*本文*:
'''

ニキビについて
ニキビで診察ご希望の方はメイクを落としていただきます。クレンジング、化粧水、乳液、日焼け止めはご用意しておりますが、メイク用化粧品はございませんのでご了承ください。
ニキビとは毛穴の炎症です。毛穴の中には皮脂の分泌をする皮脂腺があり、ここにトラブルが起きてニキビとなります。
ニキビは段階的に進行し変化していきます。それぞれの段階に合わせた治療が必要になってきます。
「白ニキビ」 毛穴が詰まって皮脂が詰まり膨らんだもの。
「黒ニキビ」 毛穴が広がり、酸化された皮脂が黒く見えるもの。
「赤ニキビ」 ニキビ菌が増殖し炎症が生じたもの。
「白く生んだニキビ」 毛穴に膿がたまったもの。
・ニキビの発生には3つの機序が関連しています。
1.皮脂分泌増加
2.毛穴のつまり
3.アクネ菌の増殖
皮膚の表面には角質があります。角質は約1か月で古いものから新しいものに入れ替わりますが、このバランスが乱れると、角質が毛穴の出口をふさいで、毛穴のつまりの原因になります。
そのため、角質を薬剤で剥がすことが、基本の治療になります。(保険適応)
毛穴が詰まると、アクネ菌が増殖し炎症を起こします。この場合、抗生剤(飲み薬や軟膏)も合わせて用います。(保険適応)
皮脂分泌が多い場合も、毛穴のつまりの原因になります。ホルモンのバランスが崩れて男性ホルモンが過剰になると皮脂分泌が増えます。女性の場合、ピルがニキビに効果的な場合があります(保険適応外)
ご自分で改善が可能な原因には、スナック菓子や脂肪分の多い食事のとりすぎ、喫煙、紫外線(日焼け)、不適切なスキンケアなどがあります。 また可能な限り避けた方が良いものは、ストレス、睡眠不足、便秘などです。 ご自分で調整が難しいものには、ホルモンバランスの変化があります。
日焼け止めは必ず行いましょう。ニキビの栄養素となる成分が含まれていない、ノンコメドジェニックテスト済みの日焼け止めを使いましょう。
洗顔は刺激の少ないものをよく泡立てて強くこすらないようにして行いましょう。 保湿は余分な皮脂の分泌を抑えるために大切です。やはり、ノンコメドジェニックテスト済みのものを使用しましょう。

'''

ニキビについての本文を、最後の文の後から書き継いでください。 このあとに続くデータは参照する必要はありません。

*データ*:

'''

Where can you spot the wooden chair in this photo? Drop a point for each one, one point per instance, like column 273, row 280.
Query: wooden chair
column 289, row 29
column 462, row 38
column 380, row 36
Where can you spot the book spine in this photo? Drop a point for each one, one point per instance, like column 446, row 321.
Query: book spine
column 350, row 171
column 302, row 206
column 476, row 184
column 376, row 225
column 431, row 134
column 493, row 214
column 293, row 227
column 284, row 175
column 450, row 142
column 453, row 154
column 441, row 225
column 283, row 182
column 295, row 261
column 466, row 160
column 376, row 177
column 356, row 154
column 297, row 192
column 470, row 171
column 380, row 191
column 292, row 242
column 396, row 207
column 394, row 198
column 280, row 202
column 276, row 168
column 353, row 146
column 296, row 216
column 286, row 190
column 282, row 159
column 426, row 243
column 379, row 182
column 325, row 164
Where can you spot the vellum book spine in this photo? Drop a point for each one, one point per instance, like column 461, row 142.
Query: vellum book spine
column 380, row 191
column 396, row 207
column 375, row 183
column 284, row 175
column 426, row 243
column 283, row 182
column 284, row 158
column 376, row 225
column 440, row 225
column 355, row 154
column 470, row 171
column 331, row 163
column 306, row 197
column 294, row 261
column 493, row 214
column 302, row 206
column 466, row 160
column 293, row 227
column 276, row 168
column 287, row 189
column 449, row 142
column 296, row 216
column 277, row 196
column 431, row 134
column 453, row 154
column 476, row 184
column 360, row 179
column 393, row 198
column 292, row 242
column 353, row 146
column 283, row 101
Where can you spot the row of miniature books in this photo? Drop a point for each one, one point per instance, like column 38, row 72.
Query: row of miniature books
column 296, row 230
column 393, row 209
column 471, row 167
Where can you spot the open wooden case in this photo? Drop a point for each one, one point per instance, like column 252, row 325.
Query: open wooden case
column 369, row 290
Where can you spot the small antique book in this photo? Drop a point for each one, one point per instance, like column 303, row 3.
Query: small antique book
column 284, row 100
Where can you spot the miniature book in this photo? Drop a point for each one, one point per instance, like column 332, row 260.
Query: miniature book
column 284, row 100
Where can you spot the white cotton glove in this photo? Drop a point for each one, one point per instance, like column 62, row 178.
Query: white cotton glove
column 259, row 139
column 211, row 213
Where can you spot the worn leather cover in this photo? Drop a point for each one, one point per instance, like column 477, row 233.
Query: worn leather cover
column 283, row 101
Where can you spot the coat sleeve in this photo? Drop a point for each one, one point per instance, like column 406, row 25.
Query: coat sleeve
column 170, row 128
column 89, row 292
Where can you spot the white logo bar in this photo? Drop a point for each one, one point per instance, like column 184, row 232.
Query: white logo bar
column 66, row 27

'''
'''

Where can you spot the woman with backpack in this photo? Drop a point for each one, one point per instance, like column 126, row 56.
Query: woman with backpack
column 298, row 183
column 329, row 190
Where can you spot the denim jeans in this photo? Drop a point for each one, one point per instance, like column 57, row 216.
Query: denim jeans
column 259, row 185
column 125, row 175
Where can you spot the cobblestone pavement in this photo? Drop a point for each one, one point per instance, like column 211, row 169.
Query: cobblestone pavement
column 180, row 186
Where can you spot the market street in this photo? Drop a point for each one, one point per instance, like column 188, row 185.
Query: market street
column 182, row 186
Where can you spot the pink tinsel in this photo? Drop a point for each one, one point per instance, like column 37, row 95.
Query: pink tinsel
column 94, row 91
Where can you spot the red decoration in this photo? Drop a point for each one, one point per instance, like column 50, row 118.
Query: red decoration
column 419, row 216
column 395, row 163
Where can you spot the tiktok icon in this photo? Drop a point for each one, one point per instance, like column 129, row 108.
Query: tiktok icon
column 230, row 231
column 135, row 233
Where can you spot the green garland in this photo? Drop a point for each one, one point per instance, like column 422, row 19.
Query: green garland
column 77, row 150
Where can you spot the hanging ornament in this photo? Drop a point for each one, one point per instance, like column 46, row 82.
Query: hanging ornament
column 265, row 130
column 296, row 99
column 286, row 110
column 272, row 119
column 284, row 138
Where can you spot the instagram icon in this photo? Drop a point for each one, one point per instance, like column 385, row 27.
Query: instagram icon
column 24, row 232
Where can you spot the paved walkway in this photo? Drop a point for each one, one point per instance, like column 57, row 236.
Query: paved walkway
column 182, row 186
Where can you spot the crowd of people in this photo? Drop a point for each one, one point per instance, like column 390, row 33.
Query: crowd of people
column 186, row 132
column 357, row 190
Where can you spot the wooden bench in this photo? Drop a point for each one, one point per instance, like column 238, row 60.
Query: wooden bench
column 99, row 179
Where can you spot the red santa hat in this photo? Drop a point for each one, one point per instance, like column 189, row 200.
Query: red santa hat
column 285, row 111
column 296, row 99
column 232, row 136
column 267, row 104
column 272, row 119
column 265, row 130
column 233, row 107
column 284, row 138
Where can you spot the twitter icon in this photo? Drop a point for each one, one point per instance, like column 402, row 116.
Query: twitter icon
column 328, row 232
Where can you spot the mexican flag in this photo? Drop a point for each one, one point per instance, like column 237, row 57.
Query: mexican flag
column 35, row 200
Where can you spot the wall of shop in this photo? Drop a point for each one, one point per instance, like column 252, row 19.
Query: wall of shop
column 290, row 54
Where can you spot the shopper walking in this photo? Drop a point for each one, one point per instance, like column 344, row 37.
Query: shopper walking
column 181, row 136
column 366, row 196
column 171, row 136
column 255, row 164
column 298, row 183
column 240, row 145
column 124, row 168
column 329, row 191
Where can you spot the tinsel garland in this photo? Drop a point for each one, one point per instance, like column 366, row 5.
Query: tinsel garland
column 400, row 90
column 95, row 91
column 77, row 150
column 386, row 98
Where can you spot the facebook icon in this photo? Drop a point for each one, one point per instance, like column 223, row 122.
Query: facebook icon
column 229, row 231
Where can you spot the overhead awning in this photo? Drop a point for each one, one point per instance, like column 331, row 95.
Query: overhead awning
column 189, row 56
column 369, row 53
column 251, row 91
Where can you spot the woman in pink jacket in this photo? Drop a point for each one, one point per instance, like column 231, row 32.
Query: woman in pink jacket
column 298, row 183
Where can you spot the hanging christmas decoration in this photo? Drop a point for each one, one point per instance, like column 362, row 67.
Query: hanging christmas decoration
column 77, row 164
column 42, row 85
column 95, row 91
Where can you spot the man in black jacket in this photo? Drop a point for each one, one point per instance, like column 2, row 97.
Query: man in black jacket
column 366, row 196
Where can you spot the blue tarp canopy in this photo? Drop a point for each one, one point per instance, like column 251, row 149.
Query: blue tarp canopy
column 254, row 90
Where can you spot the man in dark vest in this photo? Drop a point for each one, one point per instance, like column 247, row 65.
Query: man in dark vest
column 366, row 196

'''

*解答例*:
治療中も上記スキンケアは基本としたうえで、ニキビの段階や原因などに合わせて薬を選択します。
角質の増加を抑える治療
- アダパレンゲル(ディフィリン):白ニキビ・黒ニキビで用います。
- 過酸化ベンゾイルゲル(ベピオ):いずれのニキビでも使用します。過酸化ベンゾイル(BPO)には殺菌効果とピーリング効果があります。
- 過酸化ベンゾイルゲル+クリンダマイシンゲル(デュアック):過酸化ベンゾイルと抗生剤が一緒になったものです。赤ニキビなど炎症を起こしているものに使います。
- アダパレン+塩化ベンゾイルゲル(エピデュオ):皮膚の刺激が強いため、炎症が強く難治性のニキビに使うことが多いです。
- アゼライン酸クリーム(保険外):アゼライン酸は穀物に含まれる成分で、角質を剥離する効果があります。他の外用薬が刺激が強く使えない方などに適応されます。また、ニキビが改善した後に、再発予防に使う場合もあります。(1本1980円(税込))
- ケミカルピーリング(保険外)
アクネ菌の増殖を抑える治療
- 抗生剤内服: ミノマイシン、ビブラマイシン、ロキシスロマイシンなど
- 抗生剤外用薬:クリンダマイシン、ナジフロキサシン、オゼノキサシンなど
- 過酸化ベンゾイル
皮脂分泌を抑えるホルモン治療
- ピル(保険外):女性ホルモンバランスを整え、男性ホルモン優位で起きる皮脂分泌の増加を抑えます。当院は婦人科も行っているため、ピル関連の副作用・副効果についても説明し対応いたします。 →ピルについて
- スピロノラクトン(保険外):男性ホルモンを抑える薬です。利尿作用があるため、内服中は水分をたくさんとる必要があります。
ビタミン剤
- ニキビ治療の補助薬としてビタミンC、ビタミンB2、ビタミンB6、ビタミンE、ビタミンAなどを処方することがあります。
漢方薬
- 十味敗毒湯:アクネ菌の抗菌効果に加え皮脂の抑制効果があります。
- 荊芥連翹湯:アクネ菌の抗菌効果や炎症を鎮める効果があります。
- 清上防風湯:アクネ菌の抗菌効果や炎症を鎮める効果があります。
- 桂枝茯苓丸、当帰芍薬散、加味逍遙散:月経に関連して増悪するニキビに効果があります。
- 桂枝茯苓丸加薏苡仁:月経関連ニキビで炎症の強いものに使用します。
面皰圧出術
- 黒ニキビの時に皮脂を圧出することがあります。炎症があるときにつぶすと悪化したり、ニキビ跡になったりするのでご自分で処置するのはやめた方がよいでしょう。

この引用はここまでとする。